*** Opening of SUPPLIED MATERIAL ***
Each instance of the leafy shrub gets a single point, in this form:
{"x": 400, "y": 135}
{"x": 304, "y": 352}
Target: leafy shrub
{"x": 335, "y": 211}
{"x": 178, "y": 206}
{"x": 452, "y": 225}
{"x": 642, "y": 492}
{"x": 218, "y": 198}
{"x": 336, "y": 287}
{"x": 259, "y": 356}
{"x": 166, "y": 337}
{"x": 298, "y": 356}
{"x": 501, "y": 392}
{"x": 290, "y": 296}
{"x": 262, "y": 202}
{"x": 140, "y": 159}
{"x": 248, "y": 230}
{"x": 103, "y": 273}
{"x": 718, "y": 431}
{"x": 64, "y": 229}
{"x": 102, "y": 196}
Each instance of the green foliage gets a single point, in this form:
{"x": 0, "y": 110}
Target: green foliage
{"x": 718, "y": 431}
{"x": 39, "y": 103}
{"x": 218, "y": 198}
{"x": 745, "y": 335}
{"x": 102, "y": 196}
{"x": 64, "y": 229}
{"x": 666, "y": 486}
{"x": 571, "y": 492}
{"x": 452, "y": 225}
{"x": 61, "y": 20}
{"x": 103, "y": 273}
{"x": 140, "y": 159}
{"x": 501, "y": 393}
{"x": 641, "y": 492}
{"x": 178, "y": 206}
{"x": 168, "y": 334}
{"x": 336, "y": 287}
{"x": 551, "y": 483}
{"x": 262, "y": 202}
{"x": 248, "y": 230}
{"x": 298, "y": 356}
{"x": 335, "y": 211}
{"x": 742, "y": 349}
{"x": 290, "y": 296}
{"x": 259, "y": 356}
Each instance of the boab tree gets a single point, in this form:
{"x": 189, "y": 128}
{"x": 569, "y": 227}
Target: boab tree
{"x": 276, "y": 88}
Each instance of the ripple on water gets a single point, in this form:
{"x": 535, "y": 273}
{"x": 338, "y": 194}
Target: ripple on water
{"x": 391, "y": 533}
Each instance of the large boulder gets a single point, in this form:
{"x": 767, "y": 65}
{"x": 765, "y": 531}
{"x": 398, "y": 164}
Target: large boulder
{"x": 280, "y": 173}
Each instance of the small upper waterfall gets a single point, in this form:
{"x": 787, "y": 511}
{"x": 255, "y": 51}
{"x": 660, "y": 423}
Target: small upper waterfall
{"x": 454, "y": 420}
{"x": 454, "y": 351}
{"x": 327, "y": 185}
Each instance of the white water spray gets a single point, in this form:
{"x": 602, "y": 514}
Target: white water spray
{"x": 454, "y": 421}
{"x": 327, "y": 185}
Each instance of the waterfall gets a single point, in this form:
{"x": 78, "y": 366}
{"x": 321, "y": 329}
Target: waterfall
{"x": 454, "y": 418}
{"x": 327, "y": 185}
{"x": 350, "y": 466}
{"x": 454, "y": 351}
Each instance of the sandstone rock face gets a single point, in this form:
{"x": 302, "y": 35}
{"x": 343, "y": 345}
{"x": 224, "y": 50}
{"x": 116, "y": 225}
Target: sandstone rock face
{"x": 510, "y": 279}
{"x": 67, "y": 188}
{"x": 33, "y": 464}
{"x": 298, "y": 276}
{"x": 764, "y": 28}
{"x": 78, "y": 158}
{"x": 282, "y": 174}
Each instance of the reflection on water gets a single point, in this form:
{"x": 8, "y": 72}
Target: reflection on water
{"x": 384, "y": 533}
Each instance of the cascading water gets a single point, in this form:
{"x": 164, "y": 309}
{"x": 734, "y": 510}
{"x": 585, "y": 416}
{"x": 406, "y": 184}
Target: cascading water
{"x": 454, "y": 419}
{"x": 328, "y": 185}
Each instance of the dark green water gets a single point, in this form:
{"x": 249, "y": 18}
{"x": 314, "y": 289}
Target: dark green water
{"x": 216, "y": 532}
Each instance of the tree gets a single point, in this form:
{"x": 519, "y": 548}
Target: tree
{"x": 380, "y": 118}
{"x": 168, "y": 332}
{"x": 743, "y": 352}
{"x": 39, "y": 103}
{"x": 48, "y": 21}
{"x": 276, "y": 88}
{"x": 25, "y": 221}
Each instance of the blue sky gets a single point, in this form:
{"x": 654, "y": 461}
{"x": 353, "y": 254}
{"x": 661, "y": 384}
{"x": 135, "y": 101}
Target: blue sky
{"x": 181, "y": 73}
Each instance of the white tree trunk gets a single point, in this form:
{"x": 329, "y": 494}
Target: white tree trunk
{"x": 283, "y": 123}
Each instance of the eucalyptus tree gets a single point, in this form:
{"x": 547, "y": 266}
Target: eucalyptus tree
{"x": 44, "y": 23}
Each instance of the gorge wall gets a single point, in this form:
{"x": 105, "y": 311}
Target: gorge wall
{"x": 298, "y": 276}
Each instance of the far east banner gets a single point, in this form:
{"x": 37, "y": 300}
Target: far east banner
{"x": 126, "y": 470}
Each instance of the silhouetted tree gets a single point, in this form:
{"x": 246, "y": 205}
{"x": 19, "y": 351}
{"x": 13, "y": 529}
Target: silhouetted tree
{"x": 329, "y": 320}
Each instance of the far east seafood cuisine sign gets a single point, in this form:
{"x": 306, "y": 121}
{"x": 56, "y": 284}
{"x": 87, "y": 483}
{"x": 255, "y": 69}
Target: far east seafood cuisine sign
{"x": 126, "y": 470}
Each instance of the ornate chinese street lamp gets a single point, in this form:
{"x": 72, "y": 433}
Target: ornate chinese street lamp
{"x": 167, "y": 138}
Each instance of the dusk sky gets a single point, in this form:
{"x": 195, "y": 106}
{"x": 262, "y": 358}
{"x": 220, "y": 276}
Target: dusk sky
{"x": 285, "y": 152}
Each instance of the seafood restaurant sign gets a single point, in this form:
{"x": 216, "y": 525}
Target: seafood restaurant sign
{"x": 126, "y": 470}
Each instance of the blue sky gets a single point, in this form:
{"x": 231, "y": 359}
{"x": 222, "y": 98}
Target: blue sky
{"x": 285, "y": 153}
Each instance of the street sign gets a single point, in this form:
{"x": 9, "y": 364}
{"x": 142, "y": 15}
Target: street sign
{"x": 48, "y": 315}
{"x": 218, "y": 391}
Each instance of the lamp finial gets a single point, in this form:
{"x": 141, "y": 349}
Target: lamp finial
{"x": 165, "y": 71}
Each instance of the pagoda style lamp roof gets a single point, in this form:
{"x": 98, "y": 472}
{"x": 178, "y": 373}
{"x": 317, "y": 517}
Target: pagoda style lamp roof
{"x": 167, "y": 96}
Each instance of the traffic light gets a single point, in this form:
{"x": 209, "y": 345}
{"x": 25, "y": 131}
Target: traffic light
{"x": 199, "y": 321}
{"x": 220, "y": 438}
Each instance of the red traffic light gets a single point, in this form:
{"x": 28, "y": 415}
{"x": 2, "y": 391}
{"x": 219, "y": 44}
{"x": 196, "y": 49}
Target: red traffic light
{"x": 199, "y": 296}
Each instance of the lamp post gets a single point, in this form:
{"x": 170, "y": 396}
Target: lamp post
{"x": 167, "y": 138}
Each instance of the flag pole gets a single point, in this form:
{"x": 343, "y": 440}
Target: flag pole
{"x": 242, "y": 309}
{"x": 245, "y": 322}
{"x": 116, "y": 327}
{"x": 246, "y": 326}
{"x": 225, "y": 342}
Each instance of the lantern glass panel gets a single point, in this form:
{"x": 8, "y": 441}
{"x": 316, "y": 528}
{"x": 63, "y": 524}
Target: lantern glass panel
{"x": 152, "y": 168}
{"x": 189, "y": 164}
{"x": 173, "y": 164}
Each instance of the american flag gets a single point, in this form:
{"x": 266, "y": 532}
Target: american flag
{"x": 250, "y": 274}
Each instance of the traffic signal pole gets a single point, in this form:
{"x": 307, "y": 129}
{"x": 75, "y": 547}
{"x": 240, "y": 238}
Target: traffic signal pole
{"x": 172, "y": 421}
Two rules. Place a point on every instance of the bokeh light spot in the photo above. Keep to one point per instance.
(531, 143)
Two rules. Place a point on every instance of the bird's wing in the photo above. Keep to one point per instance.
*** Close of SUPPLIED MATERIAL ***
**WORK TO COMPLETE**
After finding the line that contains "Each instance of the lamp finial" in the records above, copy that line and each one after it exactly, through the final line.

**WRITTEN ANSWER**
Each instance of the lamp finial gets a single point, in this form:
{"x": 141, "y": 349}
Target: lamp finial
{"x": 165, "y": 71}
Each instance of the pagoda style lamp roof gets a single point, in this form:
{"x": 98, "y": 472}
{"x": 178, "y": 373}
{"x": 317, "y": 517}
Target: pagoda style lamp roof
{"x": 167, "y": 96}
Each instance of the traffic light gets a single point, in this form:
{"x": 209, "y": 345}
{"x": 25, "y": 131}
Target: traffic light
{"x": 199, "y": 321}
{"x": 220, "y": 438}
Each instance of the red traffic light gets a single point, in this form:
{"x": 28, "y": 415}
{"x": 2, "y": 391}
{"x": 219, "y": 44}
{"x": 196, "y": 49}
Target: red traffic light
{"x": 199, "y": 296}
Each instance of the lamp post gets a single point, in this form:
{"x": 170, "y": 396}
Target: lamp post
{"x": 167, "y": 138}
Each instance of the flag pole gets a single point, in this form:
{"x": 343, "y": 440}
Target: flag pole
{"x": 242, "y": 309}
{"x": 245, "y": 322}
{"x": 116, "y": 327}
{"x": 246, "y": 326}
{"x": 225, "y": 342}
Each instance of the lantern glass panel gets a single point, in this form:
{"x": 8, "y": 441}
{"x": 316, "y": 528}
{"x": 63, "y": 524}
Target: lantern glass panel
{"x": 152, "y": 168}
{"x": 189, "y": 164}
{"x": 173, "y": 164}
Each instance of the american flag gets a single point, in this form:
{"x": 266, "y": 532}
Target: american flag
{"x": 250, "y": 274}
Each instance of the traffic signal pole gets a single point, in this form:
{"x": 307, "y": 129}
{"x": 75, "y": 547}
{"x": 240, "y": 238}
Target: traffic signal pole
{"x": 172, "y": 421}
Two rules. Place a point on every instance of the bokeh light spot in the photo above. Keep to one point per instance.
(531, 143)
Two rules. Place a point on every instance of the bird's wing in the photo above. Keep to one point per instance.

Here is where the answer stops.